= ESPLORA IL MATERIALE =
1. Traduci in inglese questa frase del brano sulle carceri: «Il Giornale racconta la tragica richiesta di suicidio assistito depositata all’Asl e all’Associazione Luca Coscioni da Nazareno Calajò, boss della mala milanese, malato e senza una gamba e sotto sorveglianza speciale a Opera.»
2. Prosegui il brano sulla richiesta del detenuto a partire dall'ultima frase riportata.

Situazione sempre più tragica nelle carceri italiane. Suicidi, violenza ma anche richieste di morte: un detenuto in attesa di giudizio, disperato, ha chiesto allo Stato di aiutarlo a togliersi la vita. Il Giornale racconta la tragica richiesta di suicidio assistito depositata all’Asl e all’Associazione Luca Coscioni da Nazareno Calajò, boss della mala milanese, malato e senza una gamba e sotto sorveglianza speciale a Opera. “Sono curato (male) al centro clinico e non posso suicidarmi perché guardato a vista. Chiedo il suicidio assistito” scrive nella sua lettera.
“La mia condizione ormai è divenuta penosa, irreversibile. La mia esistenza è ancora più insopportabile per la mia situazione giudiziaria” fa sapere Calajò tramite il suo legale Marco de Giorgio, che rende note le sue volontà. “Questo Stato che mi tiene in prigione mi impedisce di sottrarmi alla tortura di vivere sulla sedia a rotelle, limitato nella mia autonomia perché ormai dimezzato nel corpo, ed annientato nello spirito” prosegue il detenuto in regime di alta vigilanza speciale.

= DATI MOSTRATI =
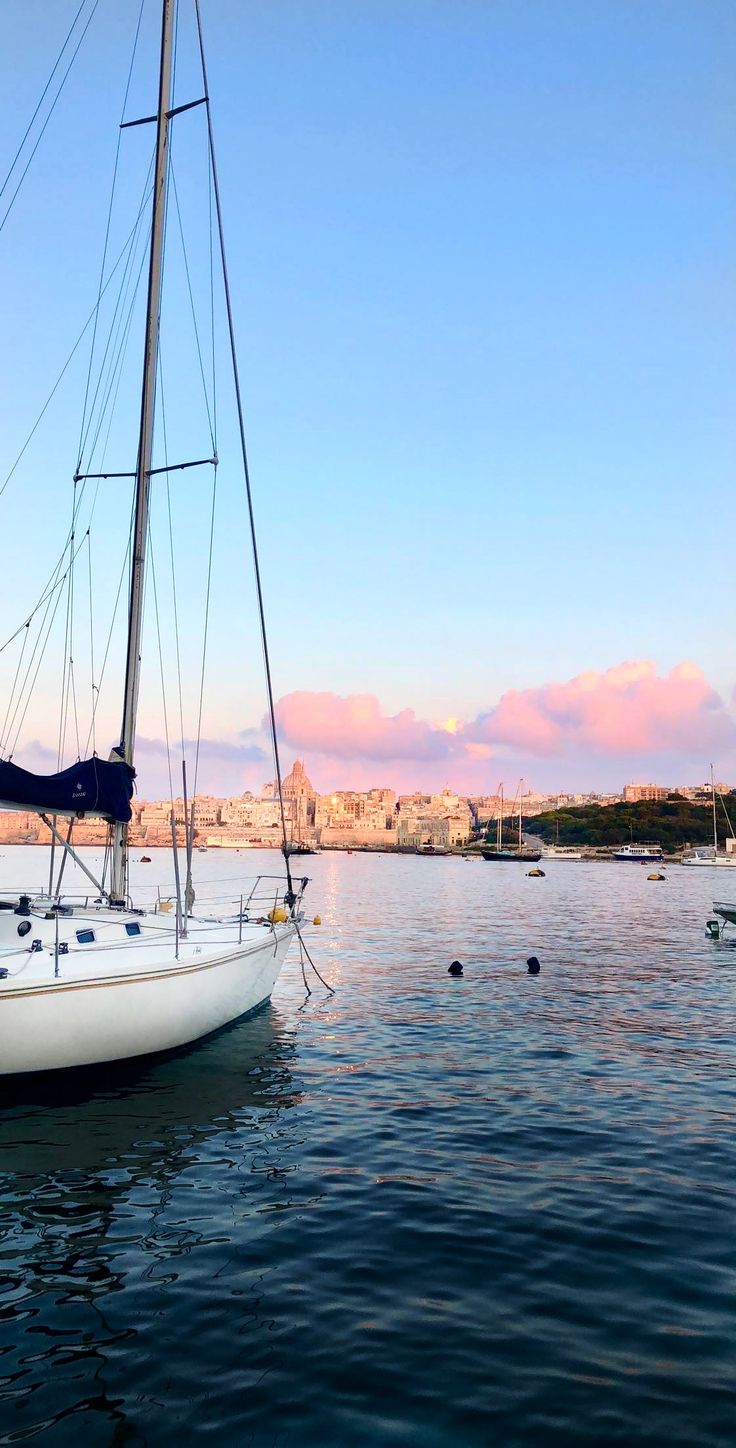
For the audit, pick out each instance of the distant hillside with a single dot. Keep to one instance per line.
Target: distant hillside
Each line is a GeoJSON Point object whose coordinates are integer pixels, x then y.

= RISPOSTE PER ATTIVITÀ =
1. Il Giornale reports the tragic request for assisted suicide filed with the ASL and the Luca Coscioni Association by Nazareno Calajò, a boss of the Milan underworld, who is ill, missing a leg and under special surveillance at Opera.

2.
Il boss Calajò “stanco ed esasperato” in carcere chiede il suicidio
I coindagati del boss Nazareno Calajò sono tutti fuori o ai domiciliari, lui e i figli no. “Sono stanco ed esasperato di apprendere dal Fatto quotidiano quali saranno le nuove imputazioni che mi verranno accollate, persino prima che siano rese pubbliche ed a conoscenza mia e dei miei legali” afferma ancora il boss tramite l’avvocato. Il riferimento è alle indiscrezioni che circolano ormai da tempo riguardo i reati di droga: secondo la Procura di Milano e l’Antimafia, Calajò non può non sapere chi ci sia dietro ad alcune vicende criminali come l’assassinio di Paolo Salvaggio nel 2022 o quello di Vittorio Boiocchi, capo ultras dell’Inter ucciso con cinque colpi a fine ottobre 2022.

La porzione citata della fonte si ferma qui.